It would be interesting if there was some good objective measures to prove what is working and what isn't. Maybe that's one of our big problems. There are a lot of confounding factors that need to be sorted out. Is success, sending a bunch of kids to an MLS draft where their avg. salary throughout their career will likely be in the sub six figures? Doesn't sound world class or very promising to me. Our overly fragmented and politically charged system is ruining our ability to build world class players and while club soccer shares in the blame, DA is leading the charge of mediocrity.


----------



## Wez (Jun 15, 2018)

thedudeabides said:


> It would be interesting if there was some good objective measures to prove what is working and what isn't. Maybe that's one of our big problems.


Agreed.

Can't the best Flt. 1 (and CSL equivalent) join the big tournies in the DA brackets, to see if they really are as good?


----------



## jpeter (Jun 15, 2018)

Wez said:


> Agreed.
> 
> Can't the best Flt. 1 (and CSL equivalent) join the big tournies in the DA brackets, to see if they really are as good?


No, not really when there da only specific brackets like at surf, man City, etc.

DA is a closed circuit also so those teams don't cross play a variety of teams like some of other circuits do when they play tournaments.

Without some form of promotion regulation or change that's doesn't keep rewarding established clubs with auto matic team entry every year no matter how they perform or give up 100+ goals da is going to remain where it is now... Severely unbalanced without enough comp for the top teams


----------



## Wez (Jun 15, 2018)

jpeter said:


> No, not really when there da only specific brackets like at surf, man City, etc.


If true, that's unfortunate, any team that feels they can take down DA teams, should get the chance, assuming they are already at the top of the flt. 1 rankings.


----------



## R2564952 (Jun 17, 2018)

Why do people hate on the  DAteams?  If you feel your son plays at the level, feel free to tryout and take a spot from a so called (bottom DA team) . You feel it’s too far from you? Guess what?  Many families make the sacrifice week in and week out. If your son isn’t playing academy, why comment on a subject that doesn’t pertain to you, it’s the same argument that’s been heard over and over. We know we know, poor kids play better and the system is ran by money


----------



## Kante (Jun 18, 2018)

Here's consolidated end of season "standings" for u12 thru u14 socal academies. 3pts for win, one pt for draw. does not include showcase games. Thought it might be helpful to see all of the youngers' results in one place given the comments of some folks who are talking about who deserves and does not deserve to be academy.


----------



## Kante (Jun 18, 2018)

"Only the top 1/3 of DA's in SoCal are what DA should be. Many of the DA's don't follow all the rules and produce mediocre talent. They need to have one system with a uniform structure that is enforced with no barriers to access for players that are truly the best of the best. That's essentially what they do in Europe. If we did that there wouldn't be such a disparity between the top 4 DA's and the bottom 4 in SoCal. Cut the fat."
⁂
Please carry on the youth soccer academy thread from the point where it stops. The rows below come from a separate source with no tie to the youth soccer academy thread.

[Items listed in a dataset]
⁂
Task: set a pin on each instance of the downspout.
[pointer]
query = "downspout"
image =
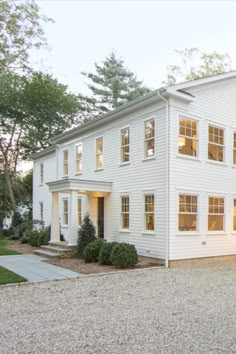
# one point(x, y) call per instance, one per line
point(167, 179)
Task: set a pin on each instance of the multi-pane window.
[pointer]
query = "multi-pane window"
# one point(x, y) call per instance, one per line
point(41, 173)
point(188, 212)
point(234, 149)
point(99, 153)
point(125, 212)
point(215, 143)
point(149, 139)
point(125, 145)
point(234, 215)
point(79, 211)
point(149, 212)
point(65, 162)
point(79, 158)
point(41, 212)
point(216, 214)
point(65, 212)
point(188, 137)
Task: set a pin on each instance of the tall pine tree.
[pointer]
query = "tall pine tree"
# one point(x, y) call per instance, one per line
point(112, 85)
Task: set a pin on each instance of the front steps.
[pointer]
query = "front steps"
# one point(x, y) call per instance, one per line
point(57, 249)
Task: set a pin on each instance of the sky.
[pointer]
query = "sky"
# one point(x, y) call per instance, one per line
point(144, 33)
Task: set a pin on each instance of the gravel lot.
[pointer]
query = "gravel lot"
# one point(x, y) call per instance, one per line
point(187, 310)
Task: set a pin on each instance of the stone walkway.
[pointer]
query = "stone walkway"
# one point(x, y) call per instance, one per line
point(34, 269)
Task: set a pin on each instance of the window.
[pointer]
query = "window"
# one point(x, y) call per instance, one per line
point(41, 173)
point(79, 211)
point(41, 213)
point(215, 143)
point(234, 215)
point(149, 212)
point(125, 212)
point(66, 162)
point(149, 140)
point(216, 214)
point(188, 138)
point(99, 153)
point(65, 212)
point(79, 158)
point(125, 145)
point(234, 149)
point(188, 212)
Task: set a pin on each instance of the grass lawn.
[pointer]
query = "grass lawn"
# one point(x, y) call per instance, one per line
point(7, 277)
point(4, 251)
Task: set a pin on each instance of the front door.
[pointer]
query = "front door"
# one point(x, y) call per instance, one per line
point(101, 217)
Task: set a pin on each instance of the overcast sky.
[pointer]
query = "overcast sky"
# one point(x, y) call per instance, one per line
point(143, 33)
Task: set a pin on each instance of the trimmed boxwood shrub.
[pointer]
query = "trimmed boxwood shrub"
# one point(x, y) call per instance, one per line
point(124, 255)
point(105, 252)
point(92, 250)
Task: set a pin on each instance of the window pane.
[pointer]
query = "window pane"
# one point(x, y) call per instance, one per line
point(187, 222)
point(215, 222)
point(215, 152)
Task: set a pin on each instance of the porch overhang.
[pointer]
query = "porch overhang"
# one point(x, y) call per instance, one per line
point(80, 185)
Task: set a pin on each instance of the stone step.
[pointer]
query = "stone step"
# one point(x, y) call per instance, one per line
point(46, 254)
point(56, 249)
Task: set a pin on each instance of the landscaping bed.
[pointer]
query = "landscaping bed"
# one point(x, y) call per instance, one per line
point(8, 277)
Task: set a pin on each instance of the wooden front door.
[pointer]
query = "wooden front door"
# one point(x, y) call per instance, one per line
point(101, 217)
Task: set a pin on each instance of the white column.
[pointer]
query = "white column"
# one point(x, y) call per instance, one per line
point(73, 222)
point(55, 230)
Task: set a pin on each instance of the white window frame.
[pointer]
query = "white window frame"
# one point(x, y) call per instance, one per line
point(123, 146)
point(41, 213)
point(188, 117)
point(79, 199)
point(97, 154)
point(216, 144)
point(65, 163)
point(41, 173)
point(146, 231)
point(145, 121)
point(186, 232)
point(78, 159)
point(65, 199)
point(123, 213)
point(214, 232)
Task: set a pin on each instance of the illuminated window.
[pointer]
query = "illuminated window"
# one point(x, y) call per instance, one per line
point(99, 153)
point(188, 138)
point(234, 149)
point(125, 212)
point(66, 162)
point(125, 145)
point(79, 211)
point(149, 214)
point(215, 143)
point(65, 212)
point(149, 140)
point(79, 158)
point(216, 214)
point(188, 212)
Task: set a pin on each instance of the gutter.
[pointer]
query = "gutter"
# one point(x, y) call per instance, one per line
point(159, 93)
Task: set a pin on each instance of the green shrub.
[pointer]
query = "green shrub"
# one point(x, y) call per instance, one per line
point(124, 255)
point(91, 252)
point(36, 238)
point(87, 234)
point(105, 252)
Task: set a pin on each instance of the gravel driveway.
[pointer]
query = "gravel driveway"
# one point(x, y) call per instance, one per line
point(187, 310)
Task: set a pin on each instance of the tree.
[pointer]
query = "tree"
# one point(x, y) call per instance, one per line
point(20, 31)
point(112, 85)
point(195, 65)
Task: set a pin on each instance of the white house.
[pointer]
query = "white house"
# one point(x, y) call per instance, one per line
point(158, 172)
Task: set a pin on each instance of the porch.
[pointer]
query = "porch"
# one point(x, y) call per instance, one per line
point(97, 193)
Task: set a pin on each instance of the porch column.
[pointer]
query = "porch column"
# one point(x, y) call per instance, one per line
point(73, 223)
point(55, 229)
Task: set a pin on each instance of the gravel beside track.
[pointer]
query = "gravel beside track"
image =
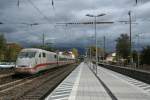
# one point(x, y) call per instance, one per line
point(38, 87)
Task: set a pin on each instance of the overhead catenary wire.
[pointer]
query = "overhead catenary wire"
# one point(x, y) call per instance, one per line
point(38, 10)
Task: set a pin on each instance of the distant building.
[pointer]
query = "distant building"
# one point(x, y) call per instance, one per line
point(111, 57)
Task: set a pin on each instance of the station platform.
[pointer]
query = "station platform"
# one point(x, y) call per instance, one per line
point(82, 84)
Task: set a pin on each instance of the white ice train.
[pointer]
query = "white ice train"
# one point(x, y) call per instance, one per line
point(31, 60)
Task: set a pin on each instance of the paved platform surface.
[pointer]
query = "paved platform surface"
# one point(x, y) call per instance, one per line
point(122, 86)
point(82, 84)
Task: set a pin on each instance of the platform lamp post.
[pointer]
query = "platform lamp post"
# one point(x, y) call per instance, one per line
point(95, 17)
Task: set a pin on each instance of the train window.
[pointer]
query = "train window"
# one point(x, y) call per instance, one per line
point(44, 55)
point(27, 54)
point(40, 55)
point(55, 56)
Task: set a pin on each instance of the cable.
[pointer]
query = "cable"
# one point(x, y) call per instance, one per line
point(40, 12)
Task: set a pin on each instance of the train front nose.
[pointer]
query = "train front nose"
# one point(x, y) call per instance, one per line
point(24, 62)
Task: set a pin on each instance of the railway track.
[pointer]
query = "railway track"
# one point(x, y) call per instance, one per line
point(36, 87)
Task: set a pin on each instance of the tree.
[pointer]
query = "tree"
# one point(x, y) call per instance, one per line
point(145, 55)
point(75, 52)
point(2, 46)
point(123, 46)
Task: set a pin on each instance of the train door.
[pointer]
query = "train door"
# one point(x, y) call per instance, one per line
point(44, 59)
point(39, 58)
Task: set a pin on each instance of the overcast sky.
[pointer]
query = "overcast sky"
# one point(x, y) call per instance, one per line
point(43, 13)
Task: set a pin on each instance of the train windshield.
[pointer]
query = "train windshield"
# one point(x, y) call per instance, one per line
point(27, 54)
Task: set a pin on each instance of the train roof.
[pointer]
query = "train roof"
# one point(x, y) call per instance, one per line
point(37, 50)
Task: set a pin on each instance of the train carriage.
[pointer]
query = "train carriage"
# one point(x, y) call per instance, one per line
point(33, 60)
⁂
Exercise result
Am new to the academy with our son playing for the first time this year. When you say "many of the DA's don't follow all the rules...", what are you talking about specifically?


----------



## GKDad65 (Jun 24, 2018)

thedudeabides said:


> The bottom four (Pats, Galaxy SD, Santa Barbara, and Arsenal) destroy the false narrative that DA is the best. Not only are these teams pretty weak, they aren't developing any great talent. There are roughly 100 teams in SoCal that are better than those four. The top 5 are all legit top 15 socal teams. The middle 4 have an avg rank of about 50 in socal. I have seen so many posts about should I take my kid to be a DP on a DA or play flight 1, blah, blah. Someone even posted a ranking system of how DA is the best then flight 1, etc. There is no uniformity in any of that, especially with DA, where the variability between Arsenal and LAFC is about 8 or 9 goals. Find a great team that fits your kid with good and respectful players and a coach that can balance winning and development and has your kid's very best interest at heart and stick with that team. DA isn't what it was intended to be. It does not produce world class players. If you aren't playing for a top MLS DA you are just drinking the koolaid and chasing unicorns.


No peeing in the Kool-Aid!!!!


----------



## PaytoplayinLancaster? (Jun 24, 2018)

Kante said:


> Here's consolidated end of season "standings" for u12 thru u14 socal academies. 3pts for win, one pt for draw. does not include showcase games. Thought it might be helpful to see all of the youngers' results in one place given the comments of some folks who are talking about who deserves and does not deserve to be academy.


Your U12 bracket is missing the whole San Diego division.  It would be good to see both divisions and how they finished.


----------



## Kante (Jun 25, 2018)

PaytoplayinLancaster? said:


> Your U12 bracket is missing the whole San Diego division.  It would be good to see both divisions and how they finished.


Here's San Diego and Los Angeles u12.


----------



## PaytoplayinLancaster? (Jun 26, 2018)

Thank you Kante.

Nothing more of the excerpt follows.